Top of INPUT FOR THIS TASK
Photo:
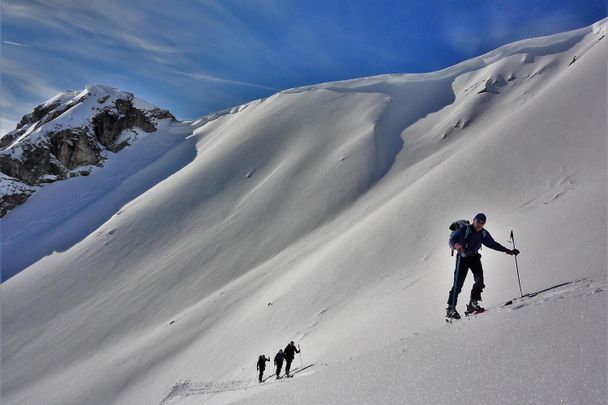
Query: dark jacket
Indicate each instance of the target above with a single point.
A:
(290, 351)
(472, 240)
(262, 362)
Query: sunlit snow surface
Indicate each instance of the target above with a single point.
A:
(321, 215)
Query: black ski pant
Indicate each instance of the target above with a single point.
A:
(463, 264)
(288, 361)
(279, 367)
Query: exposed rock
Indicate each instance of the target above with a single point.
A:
(73, 130)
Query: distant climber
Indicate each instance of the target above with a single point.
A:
(289, 352)
(262, 366)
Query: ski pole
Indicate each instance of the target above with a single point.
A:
(516, 266)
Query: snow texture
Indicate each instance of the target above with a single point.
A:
(321, 215)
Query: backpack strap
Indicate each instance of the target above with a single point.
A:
(467, 236)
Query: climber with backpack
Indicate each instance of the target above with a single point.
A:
(261, 366)
(466, 238)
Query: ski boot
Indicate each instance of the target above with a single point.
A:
(474, 308)
(451, 313)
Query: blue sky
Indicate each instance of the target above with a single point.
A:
(195, 57)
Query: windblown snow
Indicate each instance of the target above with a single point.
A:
(321, 215)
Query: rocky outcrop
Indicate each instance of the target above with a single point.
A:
(69, 134)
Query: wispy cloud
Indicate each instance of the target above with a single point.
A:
(15, 44)
(206, 77)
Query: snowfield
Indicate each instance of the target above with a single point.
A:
(321, 215)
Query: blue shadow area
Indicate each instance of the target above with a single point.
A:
(61, 214)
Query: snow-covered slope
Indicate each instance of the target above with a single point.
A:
(320, 215)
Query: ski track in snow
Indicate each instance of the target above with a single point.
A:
(193, 392)
(205, 390)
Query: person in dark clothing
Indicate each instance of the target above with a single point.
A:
(262, 365)
(467, 241)
(278, 362)
(289, 352)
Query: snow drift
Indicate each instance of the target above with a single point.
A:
(320, 215)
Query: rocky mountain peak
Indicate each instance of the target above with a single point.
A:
(69, 134)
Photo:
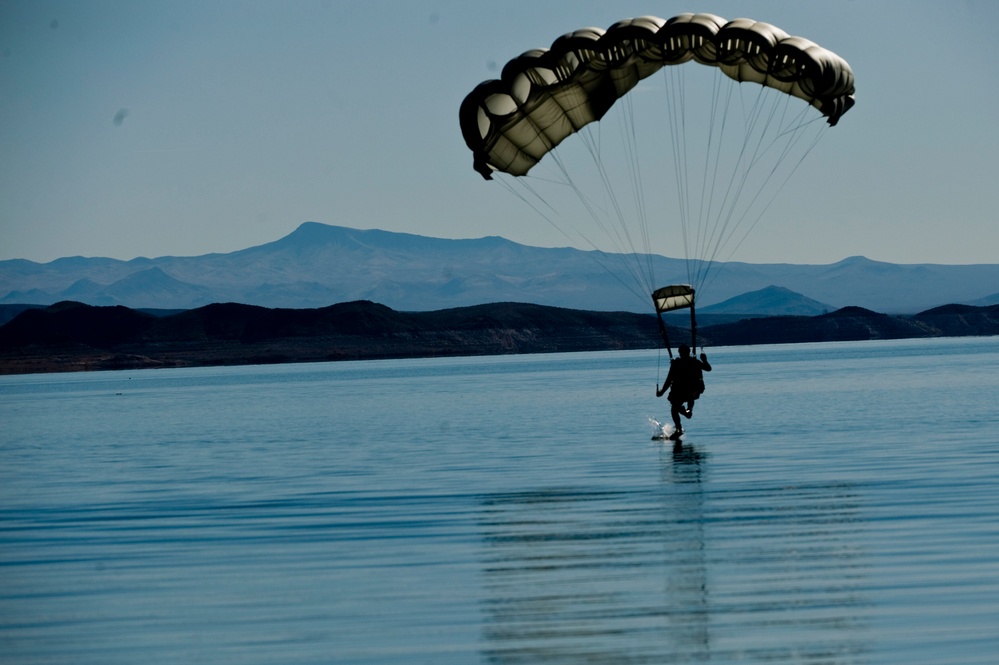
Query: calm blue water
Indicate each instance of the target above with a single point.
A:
(834, 503)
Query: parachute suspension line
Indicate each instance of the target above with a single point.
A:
(675, 108)
(717, 229)
(814, 142)
(713, 161)
(630, 140)
(522, 182)
(792, 131)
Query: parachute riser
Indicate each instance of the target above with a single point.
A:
(669, 298)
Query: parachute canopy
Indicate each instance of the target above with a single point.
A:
(675, 296)
(545, 95)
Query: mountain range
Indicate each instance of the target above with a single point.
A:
(318, 265)
(71, 336)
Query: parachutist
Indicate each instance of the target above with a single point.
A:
(685, 382)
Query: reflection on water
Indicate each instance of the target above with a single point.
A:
(673, 575)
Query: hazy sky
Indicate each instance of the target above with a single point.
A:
(139, 128)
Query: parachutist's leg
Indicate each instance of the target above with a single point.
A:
(675, 412)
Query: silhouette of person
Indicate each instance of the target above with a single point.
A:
(685, 382)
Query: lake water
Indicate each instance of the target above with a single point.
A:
(832, 503)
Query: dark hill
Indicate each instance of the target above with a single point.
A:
(70, 336)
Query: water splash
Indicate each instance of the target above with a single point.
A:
(660, 430)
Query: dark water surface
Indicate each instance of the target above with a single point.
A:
(834, 503)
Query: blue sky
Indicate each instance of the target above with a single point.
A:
(135, 128)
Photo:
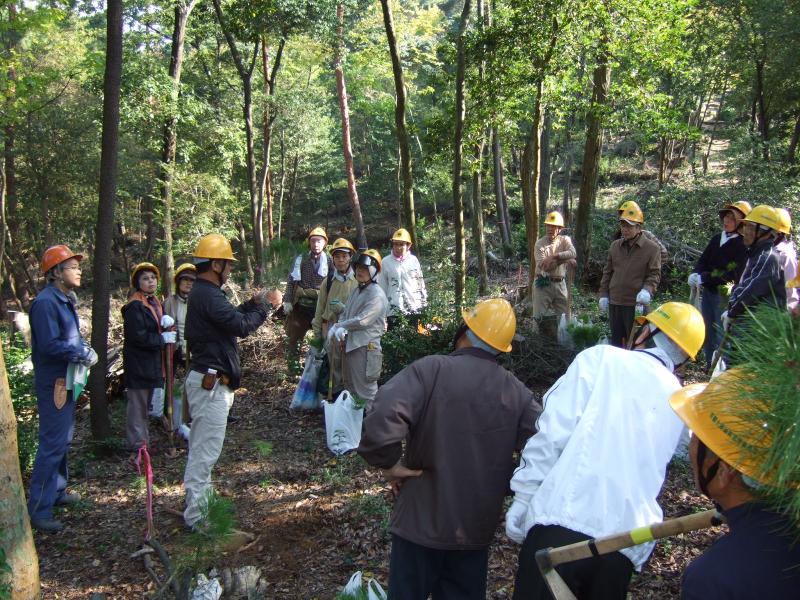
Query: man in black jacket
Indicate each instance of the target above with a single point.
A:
(212, 326)
(721, 263)
(762, 279)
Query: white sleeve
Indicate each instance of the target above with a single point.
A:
(564, 405)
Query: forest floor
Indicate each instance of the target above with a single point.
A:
(316, 518)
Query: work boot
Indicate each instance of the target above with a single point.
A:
(47, 525)
(68, 499)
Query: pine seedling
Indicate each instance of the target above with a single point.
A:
(767, 348)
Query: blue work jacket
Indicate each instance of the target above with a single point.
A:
(55, 337)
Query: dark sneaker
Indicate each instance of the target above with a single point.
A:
(68, 499)
(47, 525)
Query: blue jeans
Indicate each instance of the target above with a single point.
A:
(711, 311)
(49, 477)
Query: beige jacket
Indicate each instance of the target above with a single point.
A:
(328, 310)
(629, 268)
(561, 248)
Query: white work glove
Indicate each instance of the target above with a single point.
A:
(337, 306)
(515, 518)
(341, 333)
(90, 358)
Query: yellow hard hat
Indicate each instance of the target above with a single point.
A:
(743, 206)
(631, 213)
(764, 215)
(143, 267)
(784, 221)
(554, 218)
(628, 204)
(214, 246)
(401, 235)
(342, 244)
(319, 231)
(710, 411)
(493, 321)
(680, 322)
(185, 270)
(369, 258)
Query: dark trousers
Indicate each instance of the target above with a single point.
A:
(50, 474)
(621, 320)
(416, 571)
(604, 577)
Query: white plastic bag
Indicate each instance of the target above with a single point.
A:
(207, 589)
(157, 402)
(353, 586)
(306, 396)
(343, 423)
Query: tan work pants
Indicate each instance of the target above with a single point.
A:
(209, 410)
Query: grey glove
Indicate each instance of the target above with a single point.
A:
(90, 358)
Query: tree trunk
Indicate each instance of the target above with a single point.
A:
(409, 218)
(478, 236)
(791, 153)
(246, 75)
(16, 538)
(458, 150)
(270, 81)
(763, 118)
(341, 90)
(601, 80)
(170, 144)
(545, 167)
(503, 219)
(104, 231)
(530, 174)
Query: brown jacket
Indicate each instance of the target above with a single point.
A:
(461, 416)
(629, 268)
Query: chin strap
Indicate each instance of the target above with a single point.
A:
(703, 479)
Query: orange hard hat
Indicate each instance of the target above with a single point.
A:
(55, 255)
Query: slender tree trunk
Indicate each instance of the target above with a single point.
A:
(503, 218)
(791, 153)
(477, 218)
(530, 170)
(246, 75)
(341, 90)
(409, 217)
(763, 117)
(104, 232)
(591, 157)
(170, 144)
(270, 86)
(544, 164)
(16, 538)
(458, 151)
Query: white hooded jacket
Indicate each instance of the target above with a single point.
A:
(402, 282)
(604, 439)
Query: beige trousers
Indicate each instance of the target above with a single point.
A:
(209, 410)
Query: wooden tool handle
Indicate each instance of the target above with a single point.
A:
(551, 557)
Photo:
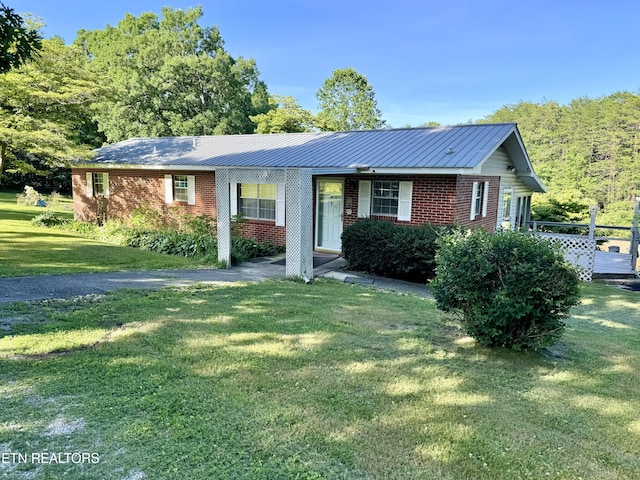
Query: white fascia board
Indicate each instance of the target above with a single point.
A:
(333, 171)
(421, 171)
(130, 166)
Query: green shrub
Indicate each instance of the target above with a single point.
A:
(382, 248)
(48, 219)
(511, 289)
(242, 249)
(173, 243)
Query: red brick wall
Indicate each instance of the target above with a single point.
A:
(434, 198)
(131, 189)
(464, 194)
(264, 231)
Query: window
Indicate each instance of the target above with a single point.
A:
(385, 198)
(97, 184)
(506, 209)
(180, 188)
(523, 209)
(479, 199)
(389, 198)
(258, 201)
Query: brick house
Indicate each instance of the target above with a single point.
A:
(301, 190)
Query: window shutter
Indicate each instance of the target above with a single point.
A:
(485, 200)
(280, 202)
(105, 177)
(404, 201)
(233, 198)
(89, 184)
(168, 189)
(191, 189)
(364, 198)
(474, 195)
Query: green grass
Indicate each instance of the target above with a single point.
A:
(283, 380)
(29, 250)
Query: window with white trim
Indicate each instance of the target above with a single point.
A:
(507, 194)
(180, 188)
(479, 199)
(97, 184)
(258, 201)
(385, 198)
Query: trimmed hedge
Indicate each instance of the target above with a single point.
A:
(511, 289)
(381, 247)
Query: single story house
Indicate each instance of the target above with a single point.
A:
(302, 189)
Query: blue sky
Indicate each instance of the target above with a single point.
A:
(445, 61)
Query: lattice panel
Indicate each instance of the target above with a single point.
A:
(299, 221)
(256, 175)
(223, 216)
(578, 250)
(298, 210)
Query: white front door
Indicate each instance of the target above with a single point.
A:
(330, 200)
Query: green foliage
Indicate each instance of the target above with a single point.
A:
(45, 108)
(172, 77)
(48, 219)
(242, 249)
(511, 289)
(18, 42)
(589, 146)
(285, 116)
(347, 102)
(398, 251)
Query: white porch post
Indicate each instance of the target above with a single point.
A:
(224, 216)
(299, 221)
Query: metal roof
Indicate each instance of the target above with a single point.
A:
(442, 148)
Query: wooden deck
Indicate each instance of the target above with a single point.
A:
(608, 263)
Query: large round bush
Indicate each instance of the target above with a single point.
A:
(511, 289)
(398, 251)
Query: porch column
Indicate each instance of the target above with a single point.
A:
(299, 221)
(224, 216)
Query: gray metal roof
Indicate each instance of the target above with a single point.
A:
(438, 147)
(443, 148)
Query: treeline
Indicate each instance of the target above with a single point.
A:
(147, 76)
(587, 152)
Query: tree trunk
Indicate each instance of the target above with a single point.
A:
(3, 156)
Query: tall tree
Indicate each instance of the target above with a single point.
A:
(347, 102)
(285, 116)
(173, 77)
(45, 108)
(18, 42)
(587, 151)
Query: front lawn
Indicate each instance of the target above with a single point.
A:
(283, 380)
(29, 250)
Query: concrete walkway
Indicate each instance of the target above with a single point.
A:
(42, 287)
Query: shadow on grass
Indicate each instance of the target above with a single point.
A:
(283, 379)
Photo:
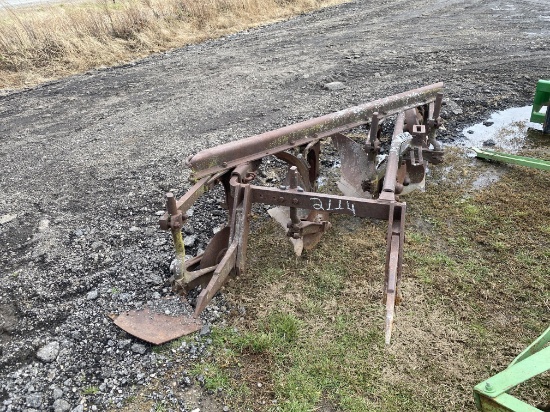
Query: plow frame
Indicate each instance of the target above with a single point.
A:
(234, 165)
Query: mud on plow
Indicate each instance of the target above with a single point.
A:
(370, 186)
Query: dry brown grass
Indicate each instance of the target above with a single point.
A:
(51, 41)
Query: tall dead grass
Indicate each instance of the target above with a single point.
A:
(46, 42)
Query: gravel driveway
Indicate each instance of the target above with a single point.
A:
(85, 162)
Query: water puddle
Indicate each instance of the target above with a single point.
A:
(508, 130)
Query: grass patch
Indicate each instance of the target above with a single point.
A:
(475, 294)
(54, 40)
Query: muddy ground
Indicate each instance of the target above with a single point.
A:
(85, 162)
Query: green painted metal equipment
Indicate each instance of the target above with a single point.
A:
(514, 159)
(542, 100)
(491, 395)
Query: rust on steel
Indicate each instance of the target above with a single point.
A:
(255, 147)
(370, 189)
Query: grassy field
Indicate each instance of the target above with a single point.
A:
(475, 292)
(49, 41)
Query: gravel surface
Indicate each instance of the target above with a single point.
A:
(85, 162)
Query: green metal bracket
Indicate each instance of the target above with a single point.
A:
(491, 395)
(507, 158)
(542, 100)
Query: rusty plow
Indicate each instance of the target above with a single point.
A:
(370, 184)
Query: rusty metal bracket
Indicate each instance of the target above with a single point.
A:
(370, 185)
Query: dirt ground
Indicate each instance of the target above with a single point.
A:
Bottom of INPUT FOR THIS TASK
> **TASK DESCRIPTION**:
Reproduce the entries above exactly, but only the lines between the line holding "Query: green metal bracket" and the line holding "Query: dirt ground", inclusive.

> **ANSWER SPACE**:
Query: green metal bracket
Indicate each instance of the target above with a single point.
A:
(491, 395)
(507, 158)
(542, 100)
Query: rusty plow
Indicate each instance of the target above with a single point.
A:
(370, 184)
Query: rusty metal bracket
Indicate each instance of the target above with a single point.
A:
(370, 185)
Query: dirt ground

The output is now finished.